Exercice = Traduisez en anglais cette phrase du texte fourni : « C’est un parti-pris de leur part, conforme à la teneur du film lui-même, dont le cinéaste a dit qu’il est un curieux mélange de religion, d’érotisme et de possession. »

Bible et cinéma

Jacques JulienBess, pour l’amour

Auteur: Jacques Julien

Mon nouvel essai: Bess: pour l’amour, porte sur le film du cinéaste Lars von Trier, Breaking the Waves (1996). La traduction canadienne de ce titre par L’amour est un pouvoir sacré m’a suggéré les pistes à emprunter dans ma lecture. Selon cette indication, les protagonistes, un mari et sa femme, en viennent à considérer le pouvoir sacré attribué à l’amour comme une force quasi magique de guérison. C’est un parti-pris de leur part, conforme à la teneur du film lui-même, dont le cinéaste a dit qu’il est un curieux mélange de religion, d’érotisme et de possession.

Données =
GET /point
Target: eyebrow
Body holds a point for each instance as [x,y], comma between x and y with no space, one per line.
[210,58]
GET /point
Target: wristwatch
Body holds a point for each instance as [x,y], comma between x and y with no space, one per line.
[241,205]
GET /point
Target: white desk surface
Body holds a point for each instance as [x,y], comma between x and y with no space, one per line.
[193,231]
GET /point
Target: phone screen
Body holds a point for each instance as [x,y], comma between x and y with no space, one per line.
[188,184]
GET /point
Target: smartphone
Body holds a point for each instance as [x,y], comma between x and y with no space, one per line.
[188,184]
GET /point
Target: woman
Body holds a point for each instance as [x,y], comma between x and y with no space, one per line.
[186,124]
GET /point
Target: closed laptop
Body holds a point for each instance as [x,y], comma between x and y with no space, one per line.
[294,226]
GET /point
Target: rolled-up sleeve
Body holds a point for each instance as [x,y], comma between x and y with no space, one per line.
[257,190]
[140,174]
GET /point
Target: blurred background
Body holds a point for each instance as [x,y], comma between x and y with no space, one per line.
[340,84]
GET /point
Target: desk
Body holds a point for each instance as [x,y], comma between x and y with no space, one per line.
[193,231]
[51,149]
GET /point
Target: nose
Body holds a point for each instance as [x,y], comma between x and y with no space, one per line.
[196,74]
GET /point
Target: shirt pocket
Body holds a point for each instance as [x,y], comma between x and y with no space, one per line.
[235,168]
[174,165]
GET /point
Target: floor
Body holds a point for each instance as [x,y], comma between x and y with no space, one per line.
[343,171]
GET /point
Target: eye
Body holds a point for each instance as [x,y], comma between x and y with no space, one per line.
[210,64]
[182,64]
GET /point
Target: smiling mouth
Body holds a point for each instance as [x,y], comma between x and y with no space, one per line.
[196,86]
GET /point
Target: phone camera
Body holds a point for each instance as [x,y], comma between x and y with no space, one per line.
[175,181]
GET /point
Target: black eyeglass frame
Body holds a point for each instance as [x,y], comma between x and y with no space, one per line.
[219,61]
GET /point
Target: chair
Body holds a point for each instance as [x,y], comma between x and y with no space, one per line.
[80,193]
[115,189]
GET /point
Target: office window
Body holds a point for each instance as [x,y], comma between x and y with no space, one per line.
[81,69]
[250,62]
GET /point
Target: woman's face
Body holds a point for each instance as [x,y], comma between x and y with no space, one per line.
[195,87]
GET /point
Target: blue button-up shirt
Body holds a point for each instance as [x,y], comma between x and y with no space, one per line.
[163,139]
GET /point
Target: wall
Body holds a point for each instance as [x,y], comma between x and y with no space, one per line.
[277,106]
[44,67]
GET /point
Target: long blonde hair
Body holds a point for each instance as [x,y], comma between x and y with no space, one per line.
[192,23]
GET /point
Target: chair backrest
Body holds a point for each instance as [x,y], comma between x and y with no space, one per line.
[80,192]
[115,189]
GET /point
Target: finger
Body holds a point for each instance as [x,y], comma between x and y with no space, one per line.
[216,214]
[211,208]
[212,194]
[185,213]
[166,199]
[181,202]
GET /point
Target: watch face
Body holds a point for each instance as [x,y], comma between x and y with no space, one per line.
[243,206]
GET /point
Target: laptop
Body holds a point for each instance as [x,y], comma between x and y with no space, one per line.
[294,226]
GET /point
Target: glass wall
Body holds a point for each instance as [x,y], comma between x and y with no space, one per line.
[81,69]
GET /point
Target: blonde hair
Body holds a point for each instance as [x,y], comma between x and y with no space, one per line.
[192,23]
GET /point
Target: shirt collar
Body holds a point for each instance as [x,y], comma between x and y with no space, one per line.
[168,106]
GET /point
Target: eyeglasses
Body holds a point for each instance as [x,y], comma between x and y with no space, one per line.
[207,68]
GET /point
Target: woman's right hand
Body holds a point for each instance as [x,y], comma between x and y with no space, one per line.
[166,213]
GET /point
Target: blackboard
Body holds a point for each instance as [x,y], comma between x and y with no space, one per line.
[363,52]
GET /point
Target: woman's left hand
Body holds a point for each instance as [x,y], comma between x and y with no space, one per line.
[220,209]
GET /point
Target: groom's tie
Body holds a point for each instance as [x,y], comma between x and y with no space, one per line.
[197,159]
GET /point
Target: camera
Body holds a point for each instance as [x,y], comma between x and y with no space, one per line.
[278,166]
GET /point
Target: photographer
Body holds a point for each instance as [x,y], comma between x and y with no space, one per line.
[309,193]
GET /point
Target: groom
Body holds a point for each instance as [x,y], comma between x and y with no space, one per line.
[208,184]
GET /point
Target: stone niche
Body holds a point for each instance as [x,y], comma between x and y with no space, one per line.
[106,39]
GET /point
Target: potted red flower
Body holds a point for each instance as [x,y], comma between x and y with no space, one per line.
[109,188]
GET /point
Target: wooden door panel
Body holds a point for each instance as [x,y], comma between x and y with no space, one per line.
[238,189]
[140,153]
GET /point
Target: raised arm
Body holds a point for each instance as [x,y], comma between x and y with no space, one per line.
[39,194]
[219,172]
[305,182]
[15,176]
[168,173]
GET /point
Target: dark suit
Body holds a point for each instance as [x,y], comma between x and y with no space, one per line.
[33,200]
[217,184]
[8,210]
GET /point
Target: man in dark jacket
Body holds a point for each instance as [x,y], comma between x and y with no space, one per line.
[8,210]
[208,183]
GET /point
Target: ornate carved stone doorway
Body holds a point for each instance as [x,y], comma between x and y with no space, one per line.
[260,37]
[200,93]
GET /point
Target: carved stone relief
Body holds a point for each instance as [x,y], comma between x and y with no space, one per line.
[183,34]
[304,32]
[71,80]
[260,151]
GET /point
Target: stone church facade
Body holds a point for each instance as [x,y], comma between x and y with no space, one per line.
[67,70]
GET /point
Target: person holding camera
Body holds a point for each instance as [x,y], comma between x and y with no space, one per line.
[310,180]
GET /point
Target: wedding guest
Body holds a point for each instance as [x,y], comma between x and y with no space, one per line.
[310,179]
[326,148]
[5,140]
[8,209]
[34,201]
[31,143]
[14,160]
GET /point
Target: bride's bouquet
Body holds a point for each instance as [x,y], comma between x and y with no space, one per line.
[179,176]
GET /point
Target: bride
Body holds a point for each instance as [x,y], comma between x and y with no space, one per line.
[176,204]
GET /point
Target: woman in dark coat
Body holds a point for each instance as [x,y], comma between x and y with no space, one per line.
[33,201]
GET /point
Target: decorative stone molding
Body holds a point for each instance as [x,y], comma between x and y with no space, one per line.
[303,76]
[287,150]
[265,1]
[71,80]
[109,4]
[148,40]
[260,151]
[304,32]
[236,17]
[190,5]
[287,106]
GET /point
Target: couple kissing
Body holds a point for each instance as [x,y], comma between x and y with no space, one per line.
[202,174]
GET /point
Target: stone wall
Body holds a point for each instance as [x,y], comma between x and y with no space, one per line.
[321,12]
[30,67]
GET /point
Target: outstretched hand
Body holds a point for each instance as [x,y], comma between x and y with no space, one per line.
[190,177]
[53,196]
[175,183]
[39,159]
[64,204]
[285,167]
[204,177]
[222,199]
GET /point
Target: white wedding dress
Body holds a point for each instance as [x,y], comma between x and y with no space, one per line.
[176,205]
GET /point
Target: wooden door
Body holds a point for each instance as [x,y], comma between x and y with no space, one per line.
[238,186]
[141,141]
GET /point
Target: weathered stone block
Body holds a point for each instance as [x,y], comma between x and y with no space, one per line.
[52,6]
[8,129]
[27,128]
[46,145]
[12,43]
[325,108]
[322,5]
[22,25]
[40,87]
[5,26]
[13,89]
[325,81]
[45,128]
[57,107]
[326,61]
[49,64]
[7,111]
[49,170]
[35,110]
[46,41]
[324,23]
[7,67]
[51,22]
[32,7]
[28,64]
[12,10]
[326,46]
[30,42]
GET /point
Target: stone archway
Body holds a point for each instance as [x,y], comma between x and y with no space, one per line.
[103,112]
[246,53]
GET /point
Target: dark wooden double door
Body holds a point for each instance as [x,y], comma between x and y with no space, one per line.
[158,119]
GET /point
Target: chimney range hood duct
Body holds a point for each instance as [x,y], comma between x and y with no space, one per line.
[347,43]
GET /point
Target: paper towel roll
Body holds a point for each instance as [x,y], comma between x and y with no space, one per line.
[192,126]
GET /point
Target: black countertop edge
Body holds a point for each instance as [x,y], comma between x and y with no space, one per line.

Réponse attendue = It is a stance taken on their part, in keeping with the substance of the film itself, which the filmmaker said is a curious mixture of religion, eroticism, and possession.